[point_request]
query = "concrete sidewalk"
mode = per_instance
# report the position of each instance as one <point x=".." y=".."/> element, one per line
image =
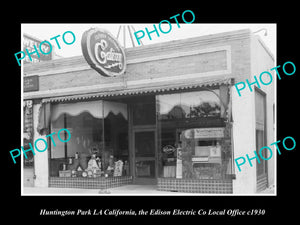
<point x="139" y="190"/>
<point x="123" y="190"/>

*ABOUT THIS EXERCISE*. Your output should consist solely of the lines from the line containing "# report the" through the last line of the entries, verbatim, minus any pictures.

*RESPONSE*.
# report the position of each instance as one <point x=".." y=".."/> element, one per line
image =
<point x="139" y="190"/>
<point x="123" y="190"/>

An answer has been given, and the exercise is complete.